Oleh: Arlian Buana - 28 Juni
2016
Komandan kodim 0712/Tegal Letkol Inf Hari Santoso menunjukkan lima
judul buku Partai Komunis Indonesia (PKI) yang disita dari sebuah mal, di Kodim
0712 Tegal, Jawa Tengah, Tabu (11/5). Kodim 0712 Tegal mengamankan sebanyak 90
buku PKI dari stand buku pada pameran di salah satu mal, karena dinilai
melanggar hukum di Indonesia. antara foto/oky lukmansyah/ama/16
Isu kiri ini berlalu lagi untuk kemudian suatu hari nanti
dibangkitkan lagi dan hilang lagi dan muncul lagi dan terbang lagi tanpa
penyelesaian berarti. Tanpa penyembuhan luka-luka sejarah. Tanpa pemahaman yang
utuh mengenai segala yang kiri. tirto.id - Adlun Fiqri harus berurusan dengan
polisi lagi.
Belum sampai setahun setelah ia bikin gara-gara pertama
dengan korps berbaju cokelat muda itu, kali ini mereka dengan senang hati
mencocoknya dengan tuduhan menyebarkan ajaran komunisme. Adlun menghadapinya
dengan santai, ia menikmati bermain-main dengan aparat negara. Di profil
Facebook, ia mencantumkan "Mantan Tahanan" di "Kepolisian
Republik Indonesia" sebagai profesi di kolom pekerjaan.
Pada 10 Mei 2016 malam, seperti biasa Adlun menghabiskan
waktu di Sekretariat AMAN Maluku Utara. Dua orang bertubuh tegap masuk tanpa
mengetuk pintu. Adlun saat itu sedang berselancar di depan laptopnya di kamar
paling belakang.
"Kamu Adlun? Ikut kami," kata salah satu dari
mereka.
"Ada apa ini?" tanya Adlun.
"Pokoknya ikut kami," kata orang itu.
Dengan sepeda motor Adlun dibawa ke kantor Kodim. Di sana
ia ditanyai tentang kaos yang sehari sebelumnya ia pamerkan di Instagram dan
Facebook. Kaos itu bergambar palu-arit yang tercelup di cangkir kopi dan
bertuliskan “Pecinta Kopi Indonesia”.
Tahulah Adlun bahwa ia dicokok karena ribut-ribut kiri.
Adlun bilang, kaosnya ada di kamar kontrakannya. Mereka meminta Adlun untuk
kembali ke sana bersama mereka dan mengambil barang yang dimaksud. Adlun patuh.

Data yang diambil dari sebuah koleksi

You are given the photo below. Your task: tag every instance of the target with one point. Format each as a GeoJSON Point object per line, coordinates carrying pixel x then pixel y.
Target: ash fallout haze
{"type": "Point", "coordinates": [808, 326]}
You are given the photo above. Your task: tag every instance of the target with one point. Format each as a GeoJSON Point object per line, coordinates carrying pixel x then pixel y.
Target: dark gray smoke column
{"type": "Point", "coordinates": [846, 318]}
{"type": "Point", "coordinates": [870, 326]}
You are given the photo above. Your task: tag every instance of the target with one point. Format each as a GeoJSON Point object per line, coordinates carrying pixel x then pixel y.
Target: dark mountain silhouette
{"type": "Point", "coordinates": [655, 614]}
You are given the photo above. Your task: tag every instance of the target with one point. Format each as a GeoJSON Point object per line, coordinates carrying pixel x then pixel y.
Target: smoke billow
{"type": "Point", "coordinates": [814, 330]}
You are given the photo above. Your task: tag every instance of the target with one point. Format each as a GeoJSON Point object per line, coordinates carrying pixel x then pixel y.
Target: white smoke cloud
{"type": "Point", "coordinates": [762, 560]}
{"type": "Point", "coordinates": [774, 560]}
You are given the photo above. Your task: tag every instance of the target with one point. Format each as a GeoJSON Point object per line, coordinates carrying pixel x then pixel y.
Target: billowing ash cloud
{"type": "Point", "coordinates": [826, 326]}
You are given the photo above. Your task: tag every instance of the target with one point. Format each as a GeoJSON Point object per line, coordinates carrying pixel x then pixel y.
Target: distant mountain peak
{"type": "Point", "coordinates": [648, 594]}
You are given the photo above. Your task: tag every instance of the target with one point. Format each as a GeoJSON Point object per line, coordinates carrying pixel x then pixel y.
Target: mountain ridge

### Tujuan
Tolong salin tanpa perubahan bagian artikel tentang Adlun Fiqri yang dimulai dari "Pada 10 Mei" dan berakhir pada "karena ribut-ribut kiri.".

### Hasil Tugas
Pada 10 Mei 2016 malam, seperti biasa Adlun menghabiskan
waktu di Sekretariat AMAN Maluku Utara. Dua orang bertubuh tegap masuk tanpa
mengetuk pintu. Adlun saat itu sedang berselancar di depan laptopnya di kamar
paling belakang.
"Kamu Adlun? Ikut kami," kata salah satu dari
mereka.
"Ada apa ini?" tanya Adlun.
"Pokoknya ikut kami," kata orang itu.
Dengan sepeda motor Adlun dibawa ke kantor Kodim. Di sana
ia ditanyai tentang kaos yang sehari sebelumnya ia pamerkan di Instagram dan
Facebook. Kaos itu bergambar palu-arit yang tercelup di cangkir kopi dan
bertuliskan “Pecinta Kopi Indonesia”.
Tahulah Adlun bahwa ia dicokok karena ribut-ribut kiri.